练习题目
统计下列各行中含有字符串“bush”的行数，只给出数字。

已存储项
☆ ☆ ☆ ☆
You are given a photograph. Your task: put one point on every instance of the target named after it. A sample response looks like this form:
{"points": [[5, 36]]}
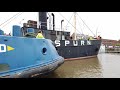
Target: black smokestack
{"points": [[53, 21], [43, 20]]}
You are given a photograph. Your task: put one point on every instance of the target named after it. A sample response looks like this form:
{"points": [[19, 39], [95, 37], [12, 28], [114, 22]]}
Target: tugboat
{"points": [[23, 57], [69, 47]]}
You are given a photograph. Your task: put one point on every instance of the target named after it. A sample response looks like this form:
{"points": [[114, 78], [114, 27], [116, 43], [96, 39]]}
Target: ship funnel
{"points": [[43, 20], [53, 21]]}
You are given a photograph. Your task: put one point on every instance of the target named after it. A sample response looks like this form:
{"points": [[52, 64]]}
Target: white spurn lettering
{"points": [[2, 48], [82, 42], [57, 43], [88, 43], [67, 42], [75, 43]]}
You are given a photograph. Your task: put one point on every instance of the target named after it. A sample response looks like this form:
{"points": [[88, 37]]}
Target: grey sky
{"points": [[107, 24]]}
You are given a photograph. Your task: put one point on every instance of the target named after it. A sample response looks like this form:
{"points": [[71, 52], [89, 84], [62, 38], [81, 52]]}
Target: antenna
{"points": [[75, 24]]}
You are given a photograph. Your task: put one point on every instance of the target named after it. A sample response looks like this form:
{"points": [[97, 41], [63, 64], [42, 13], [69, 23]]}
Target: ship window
{"points": [[4, 67], [44, 50]]}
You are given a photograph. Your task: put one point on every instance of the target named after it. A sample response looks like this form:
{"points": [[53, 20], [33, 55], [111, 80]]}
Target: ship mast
{"points": [[75, 25]]}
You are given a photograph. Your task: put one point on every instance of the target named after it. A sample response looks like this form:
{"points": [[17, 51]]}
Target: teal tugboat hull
{"points": [[22, 57]]}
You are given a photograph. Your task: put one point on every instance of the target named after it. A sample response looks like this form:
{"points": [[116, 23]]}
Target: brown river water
{"points": [[105, 65]]}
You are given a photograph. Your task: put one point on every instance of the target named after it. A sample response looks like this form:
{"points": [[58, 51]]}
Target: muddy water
{"points": [[105, 65]]}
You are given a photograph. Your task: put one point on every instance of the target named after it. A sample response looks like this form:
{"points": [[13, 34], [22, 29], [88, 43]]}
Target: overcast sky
{"points": [[106, 24]]}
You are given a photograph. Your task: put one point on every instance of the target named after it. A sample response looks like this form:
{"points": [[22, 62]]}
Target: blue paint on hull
{"points": [[29, 56]]}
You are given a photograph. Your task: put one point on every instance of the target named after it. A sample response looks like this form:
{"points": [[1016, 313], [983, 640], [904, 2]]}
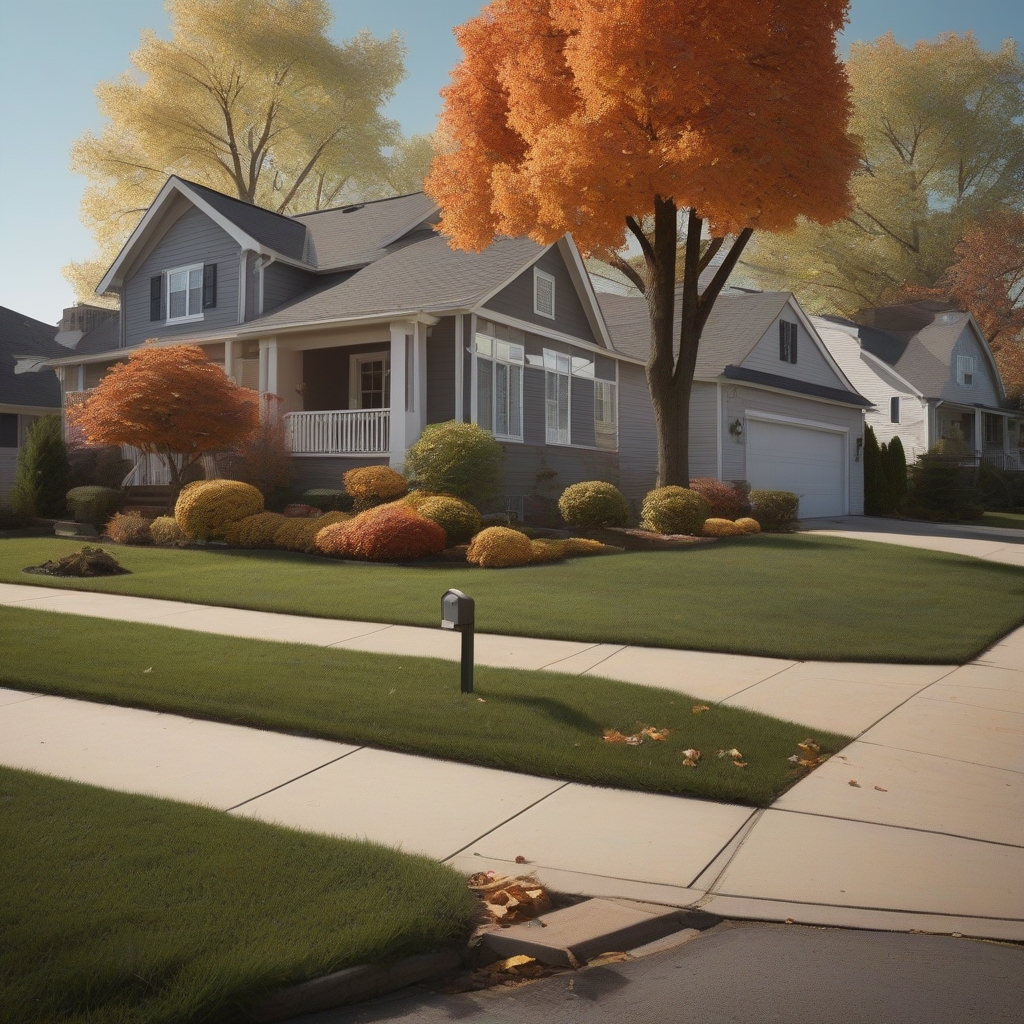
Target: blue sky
{"points": [[52, 53]]}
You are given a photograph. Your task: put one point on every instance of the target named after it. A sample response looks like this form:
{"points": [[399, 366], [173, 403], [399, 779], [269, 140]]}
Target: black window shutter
{"points": [[156, 287], [210, 286]]}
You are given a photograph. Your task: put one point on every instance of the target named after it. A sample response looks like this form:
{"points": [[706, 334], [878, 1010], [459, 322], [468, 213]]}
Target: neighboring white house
{"points": [[929, 372]]}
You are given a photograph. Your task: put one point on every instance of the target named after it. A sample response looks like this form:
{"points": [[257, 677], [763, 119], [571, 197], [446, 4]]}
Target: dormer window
{"points": [[544, 294], [786, 341], [182, 293]]}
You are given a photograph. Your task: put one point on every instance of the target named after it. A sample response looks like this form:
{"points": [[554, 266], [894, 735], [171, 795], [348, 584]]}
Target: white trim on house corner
{"points": [[543, 331]]}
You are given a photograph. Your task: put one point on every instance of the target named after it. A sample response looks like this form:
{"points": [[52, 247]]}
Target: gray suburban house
{"points": [[360, 326]]}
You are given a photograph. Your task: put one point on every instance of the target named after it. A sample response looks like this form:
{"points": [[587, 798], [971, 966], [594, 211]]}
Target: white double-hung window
{"points": [[184, 293], [500, 357], [556, 396]]}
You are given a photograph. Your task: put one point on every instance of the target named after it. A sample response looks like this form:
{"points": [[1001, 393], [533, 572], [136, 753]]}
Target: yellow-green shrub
{"points": [[166, 531], [674, 510], [548, 551], [500, 547], [207, 509], [255, 530], [459, 519], [300, 535], [593, 504], [722, 527], [372, 485]]}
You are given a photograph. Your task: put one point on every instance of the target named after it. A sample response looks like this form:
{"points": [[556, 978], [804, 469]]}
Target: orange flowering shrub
{"points": [[721, 527], [373, 484], [499, 548], [387, 534], [724, 500]]}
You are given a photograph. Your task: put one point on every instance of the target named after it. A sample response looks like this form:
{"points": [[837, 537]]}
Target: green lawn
{"points": [[1006, 520], [117, 908], [796, 596], [541, 723]]}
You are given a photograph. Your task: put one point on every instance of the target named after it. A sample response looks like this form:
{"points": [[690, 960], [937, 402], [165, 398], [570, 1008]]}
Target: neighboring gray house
{"points": [[24, 396], [367, 327], [929, 371], [769, 404]]}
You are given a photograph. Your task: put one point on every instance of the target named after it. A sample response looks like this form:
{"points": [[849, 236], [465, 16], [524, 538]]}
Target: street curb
{"points": [[350, 985]]}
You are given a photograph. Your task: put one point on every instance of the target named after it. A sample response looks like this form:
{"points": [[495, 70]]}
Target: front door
{"points": [[370, 381]]}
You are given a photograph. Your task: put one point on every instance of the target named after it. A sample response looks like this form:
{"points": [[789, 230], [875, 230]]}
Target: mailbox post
{"points": [[458, 612]]}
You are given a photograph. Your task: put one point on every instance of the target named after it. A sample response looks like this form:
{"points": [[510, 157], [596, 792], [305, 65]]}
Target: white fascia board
{"points": [[547, 332], [816, 338], [140, 236], [585, 288]]}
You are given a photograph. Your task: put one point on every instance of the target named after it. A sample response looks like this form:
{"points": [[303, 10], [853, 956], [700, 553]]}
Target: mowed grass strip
{"points": [[118, 907], [801, 597], [539, 723]]}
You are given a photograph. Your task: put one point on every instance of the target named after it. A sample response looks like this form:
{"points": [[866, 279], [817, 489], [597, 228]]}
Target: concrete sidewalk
{"points": [[846, 697], [990, 543], [919, 824]]}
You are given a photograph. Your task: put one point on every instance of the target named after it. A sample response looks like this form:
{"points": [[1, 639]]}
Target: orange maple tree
{"points": [[682, 125], [171, 401]]}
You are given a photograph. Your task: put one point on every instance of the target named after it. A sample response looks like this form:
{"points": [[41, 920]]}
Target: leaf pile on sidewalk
{"points": [[509, 899]]}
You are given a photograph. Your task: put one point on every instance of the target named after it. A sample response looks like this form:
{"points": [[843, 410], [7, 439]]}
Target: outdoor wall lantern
{"points": [[458, 612]]}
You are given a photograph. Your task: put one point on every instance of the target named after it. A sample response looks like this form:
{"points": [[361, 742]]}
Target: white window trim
{"points": [[353, 375], [188, 317], [539, 274]]}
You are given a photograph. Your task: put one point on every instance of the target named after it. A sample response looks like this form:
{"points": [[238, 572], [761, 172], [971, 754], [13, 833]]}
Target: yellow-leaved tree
{"points": [[942, 151], [250, 97]]}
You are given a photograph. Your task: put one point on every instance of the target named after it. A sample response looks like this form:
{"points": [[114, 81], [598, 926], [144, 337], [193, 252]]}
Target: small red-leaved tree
{"points": [[170, 401], [682, 123]]}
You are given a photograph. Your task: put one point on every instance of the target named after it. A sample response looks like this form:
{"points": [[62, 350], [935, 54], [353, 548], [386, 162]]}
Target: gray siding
{"points": [[637, 437], [811, 365], [440, 371], [704, 430], [517, 299], [283, 283], [192, 239]]}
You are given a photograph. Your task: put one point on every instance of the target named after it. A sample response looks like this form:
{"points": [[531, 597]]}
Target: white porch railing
{"points": [[339, 431]]}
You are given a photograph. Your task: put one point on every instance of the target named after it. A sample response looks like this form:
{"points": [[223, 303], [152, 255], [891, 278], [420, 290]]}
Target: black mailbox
{"points": [[457, 610]]}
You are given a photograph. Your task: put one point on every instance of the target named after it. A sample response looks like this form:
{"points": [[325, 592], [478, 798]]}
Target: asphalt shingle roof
{"points": [[915, 339], [20, 335]]}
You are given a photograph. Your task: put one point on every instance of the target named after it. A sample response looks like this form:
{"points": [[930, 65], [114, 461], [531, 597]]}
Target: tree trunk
{"points": [[670, 370]]}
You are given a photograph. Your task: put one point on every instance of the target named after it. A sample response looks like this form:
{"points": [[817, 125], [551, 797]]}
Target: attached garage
{"points": [[807, 460]]}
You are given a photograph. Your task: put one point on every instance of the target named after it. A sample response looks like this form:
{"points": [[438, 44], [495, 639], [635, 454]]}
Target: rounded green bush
{"points": [[459, 519], [594, 504], [94, 504], [674, 510], [459, 459]]}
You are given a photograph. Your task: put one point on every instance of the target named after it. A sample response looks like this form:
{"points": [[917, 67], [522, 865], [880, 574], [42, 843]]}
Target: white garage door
{"points": [[808, 462]]}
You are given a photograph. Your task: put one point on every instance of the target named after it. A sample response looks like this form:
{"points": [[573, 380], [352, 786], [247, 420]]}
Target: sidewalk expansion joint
{"points": [[889, 824], [501, 824], [273, 788]]}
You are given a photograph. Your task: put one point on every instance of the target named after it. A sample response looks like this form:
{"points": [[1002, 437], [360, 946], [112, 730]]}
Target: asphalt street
{"points": [[749, 974]]}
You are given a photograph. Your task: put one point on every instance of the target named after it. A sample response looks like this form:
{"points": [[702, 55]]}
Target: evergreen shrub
{"points": [[42, 475], [593, 504], [94, 504], [459, 459], [674, 510]]}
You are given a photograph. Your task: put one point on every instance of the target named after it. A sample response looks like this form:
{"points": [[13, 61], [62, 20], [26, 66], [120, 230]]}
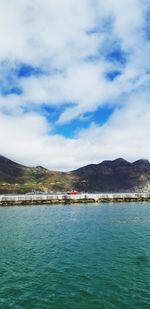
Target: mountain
{"points": [[115, 176], [109, 176]]}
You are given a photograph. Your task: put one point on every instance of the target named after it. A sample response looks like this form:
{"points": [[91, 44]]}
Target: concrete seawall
{"points": [[35, 199]]}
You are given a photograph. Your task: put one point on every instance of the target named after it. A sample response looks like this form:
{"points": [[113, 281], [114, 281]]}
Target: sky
{"points": [[74, 81]]}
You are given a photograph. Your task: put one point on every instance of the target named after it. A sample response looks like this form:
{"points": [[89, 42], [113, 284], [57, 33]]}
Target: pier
{"points": [[49, 199]]}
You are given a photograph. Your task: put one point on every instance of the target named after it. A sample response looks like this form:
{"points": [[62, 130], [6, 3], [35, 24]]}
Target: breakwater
{"points": [[38, 199]]}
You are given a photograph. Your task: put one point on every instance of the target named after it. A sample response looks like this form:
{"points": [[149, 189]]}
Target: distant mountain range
{"points": [[109, 176]]}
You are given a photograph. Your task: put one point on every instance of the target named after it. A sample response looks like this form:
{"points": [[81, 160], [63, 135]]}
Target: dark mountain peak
{"points": [[144, 163], [120, 160]]}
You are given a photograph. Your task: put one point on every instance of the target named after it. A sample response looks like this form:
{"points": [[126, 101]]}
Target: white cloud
{"points": [[68, 40], [25, 139]]}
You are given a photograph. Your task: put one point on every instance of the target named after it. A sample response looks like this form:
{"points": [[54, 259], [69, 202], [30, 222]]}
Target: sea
{"points": [[75, 256]]}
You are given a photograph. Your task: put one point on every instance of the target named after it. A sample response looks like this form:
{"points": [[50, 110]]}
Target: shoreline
{"points": [[49, 199]]}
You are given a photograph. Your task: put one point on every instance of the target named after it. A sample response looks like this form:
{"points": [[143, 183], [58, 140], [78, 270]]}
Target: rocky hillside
{"points": [[115, 176], [109, 176]]}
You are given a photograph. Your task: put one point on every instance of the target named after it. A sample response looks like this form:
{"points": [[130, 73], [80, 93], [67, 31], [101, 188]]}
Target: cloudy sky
{"points": [[74, 81]]}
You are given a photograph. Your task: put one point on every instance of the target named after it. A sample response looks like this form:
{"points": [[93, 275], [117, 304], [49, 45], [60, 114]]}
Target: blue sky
{"points": [[74, 81]]}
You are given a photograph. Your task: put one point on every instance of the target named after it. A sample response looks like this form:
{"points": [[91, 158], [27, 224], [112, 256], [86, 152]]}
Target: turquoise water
{"points": [[79, 256]]}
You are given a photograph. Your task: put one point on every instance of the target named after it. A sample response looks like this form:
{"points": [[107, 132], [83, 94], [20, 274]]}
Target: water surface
{"points": [[77, 256]]}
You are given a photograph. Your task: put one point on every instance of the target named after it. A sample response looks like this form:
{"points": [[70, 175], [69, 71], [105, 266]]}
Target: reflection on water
{"points": [[79, 256]]}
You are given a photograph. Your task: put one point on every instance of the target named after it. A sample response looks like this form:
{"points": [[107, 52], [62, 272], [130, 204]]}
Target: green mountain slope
{"points": [[109, 176]]}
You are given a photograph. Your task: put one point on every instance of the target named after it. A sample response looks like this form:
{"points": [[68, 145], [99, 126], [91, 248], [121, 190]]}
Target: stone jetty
{"points": [[41, 199]]}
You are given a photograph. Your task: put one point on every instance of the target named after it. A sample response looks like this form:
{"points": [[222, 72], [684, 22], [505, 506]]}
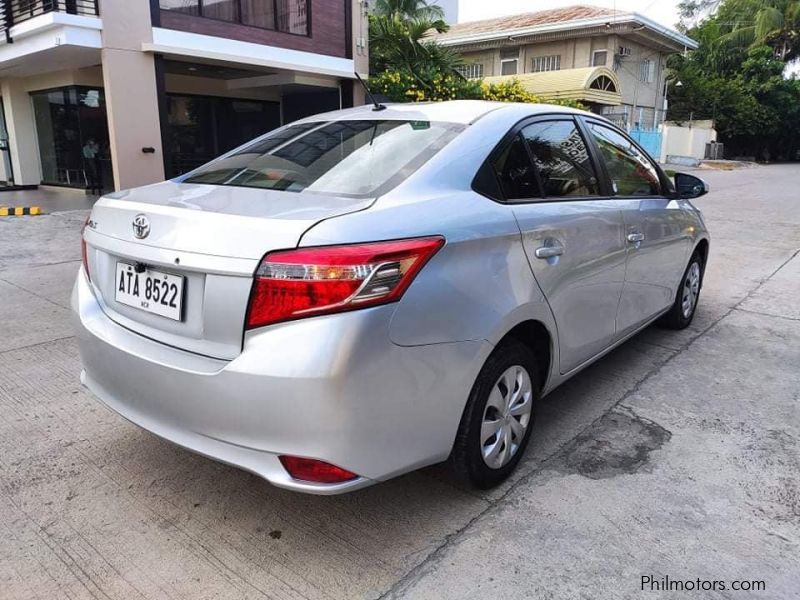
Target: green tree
{"points": [[755, 109], [409, 9], [753, 23]]}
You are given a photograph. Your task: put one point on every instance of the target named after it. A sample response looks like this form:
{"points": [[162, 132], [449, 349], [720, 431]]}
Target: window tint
{"points": [[353, 158], [630, 171], [515, 172], [562, 159]]}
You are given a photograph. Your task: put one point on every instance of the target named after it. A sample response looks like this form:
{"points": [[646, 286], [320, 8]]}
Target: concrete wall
{"points": [[21, 132], [130, 89], [687, 140]]}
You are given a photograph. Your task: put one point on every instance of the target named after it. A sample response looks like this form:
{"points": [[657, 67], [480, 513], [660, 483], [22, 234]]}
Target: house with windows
{"points": [[613, 62], [112, 94]]}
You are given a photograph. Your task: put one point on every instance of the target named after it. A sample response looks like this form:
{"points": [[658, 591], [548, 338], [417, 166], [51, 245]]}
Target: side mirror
{"points": [[689, 186]]}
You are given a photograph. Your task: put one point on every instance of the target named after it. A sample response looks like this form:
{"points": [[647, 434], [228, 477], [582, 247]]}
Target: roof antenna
{"points": [[378, 105]]}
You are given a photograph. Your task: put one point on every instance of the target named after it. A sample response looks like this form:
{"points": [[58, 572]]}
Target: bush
{"points": [[433, 85]]}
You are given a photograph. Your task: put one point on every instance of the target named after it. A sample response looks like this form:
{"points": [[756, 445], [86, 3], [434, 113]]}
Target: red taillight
{"points": [[85, 251], [292, 284], [316, 471]]}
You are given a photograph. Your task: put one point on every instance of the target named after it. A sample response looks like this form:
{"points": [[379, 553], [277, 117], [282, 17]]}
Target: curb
{"points": [[18, 211]]}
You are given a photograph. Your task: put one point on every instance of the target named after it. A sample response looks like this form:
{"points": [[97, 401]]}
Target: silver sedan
{"points": [[366, 292]]}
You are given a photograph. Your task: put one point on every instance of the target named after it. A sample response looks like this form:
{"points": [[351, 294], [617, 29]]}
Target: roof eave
{"points": [[674, 36]]}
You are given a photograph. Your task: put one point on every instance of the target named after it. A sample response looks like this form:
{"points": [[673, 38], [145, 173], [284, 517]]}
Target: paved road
{"points": [[677, 455]]}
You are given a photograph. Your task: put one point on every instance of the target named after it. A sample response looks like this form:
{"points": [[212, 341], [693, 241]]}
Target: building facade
{"points": [[110, 94], [613, 62]]}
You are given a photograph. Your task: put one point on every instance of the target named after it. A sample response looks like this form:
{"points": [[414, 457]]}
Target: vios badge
{"points": [[141, 226]]}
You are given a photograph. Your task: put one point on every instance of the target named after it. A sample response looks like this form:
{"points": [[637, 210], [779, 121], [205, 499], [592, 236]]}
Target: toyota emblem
{"points": [[141, 226]]}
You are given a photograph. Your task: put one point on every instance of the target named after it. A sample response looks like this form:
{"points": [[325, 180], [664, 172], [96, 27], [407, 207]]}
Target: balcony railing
{"points": [[14, 12]]}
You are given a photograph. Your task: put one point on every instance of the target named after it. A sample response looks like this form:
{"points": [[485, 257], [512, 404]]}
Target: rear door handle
{"points": [[549, 251]]}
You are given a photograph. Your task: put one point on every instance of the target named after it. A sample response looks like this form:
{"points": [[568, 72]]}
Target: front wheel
{"points": [[498, 418], [682, 312]]}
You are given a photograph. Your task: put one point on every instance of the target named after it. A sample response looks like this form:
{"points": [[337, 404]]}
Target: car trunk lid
{"points": [[212, 239]]}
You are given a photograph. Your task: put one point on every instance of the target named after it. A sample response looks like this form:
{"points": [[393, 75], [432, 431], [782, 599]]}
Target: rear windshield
{"points": [[351, 158]]}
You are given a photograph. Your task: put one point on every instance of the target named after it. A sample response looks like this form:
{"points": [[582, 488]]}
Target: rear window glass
{"points": [[351, 158]]}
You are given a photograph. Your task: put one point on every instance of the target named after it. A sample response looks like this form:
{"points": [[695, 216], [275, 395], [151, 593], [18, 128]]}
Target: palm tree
{"points": [[751, 23], [410, 9], [398, 37]]}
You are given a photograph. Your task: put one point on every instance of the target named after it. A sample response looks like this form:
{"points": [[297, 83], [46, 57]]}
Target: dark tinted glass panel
{"points": [[630, 171], [561, 158], [515, 172], [200, 128], [293, 16], [72, 132], [259, 13], [224, 10], [190, 7], [354, 158]]}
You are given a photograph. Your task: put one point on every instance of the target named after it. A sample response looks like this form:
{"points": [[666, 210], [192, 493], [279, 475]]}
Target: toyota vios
{"points": [[366, 292]]}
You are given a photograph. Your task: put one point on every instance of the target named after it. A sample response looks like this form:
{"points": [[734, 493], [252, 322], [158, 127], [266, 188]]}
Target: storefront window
{"points": [[200, 128], [72, 131]]}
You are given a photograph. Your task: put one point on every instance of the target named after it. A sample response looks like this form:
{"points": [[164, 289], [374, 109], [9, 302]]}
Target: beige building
{"points": [[614, 62], [112, 94]]}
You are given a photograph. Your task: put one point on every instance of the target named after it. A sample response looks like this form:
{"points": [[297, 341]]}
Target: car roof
{"points": [[452, 111]]}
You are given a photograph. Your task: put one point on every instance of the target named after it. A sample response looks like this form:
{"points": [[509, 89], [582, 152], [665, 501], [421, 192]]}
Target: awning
{"points": [[593, 85]]}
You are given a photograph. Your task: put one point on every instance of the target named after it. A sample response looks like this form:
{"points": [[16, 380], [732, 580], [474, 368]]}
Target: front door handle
☆ ☆ ☆ ☆
本题结果
2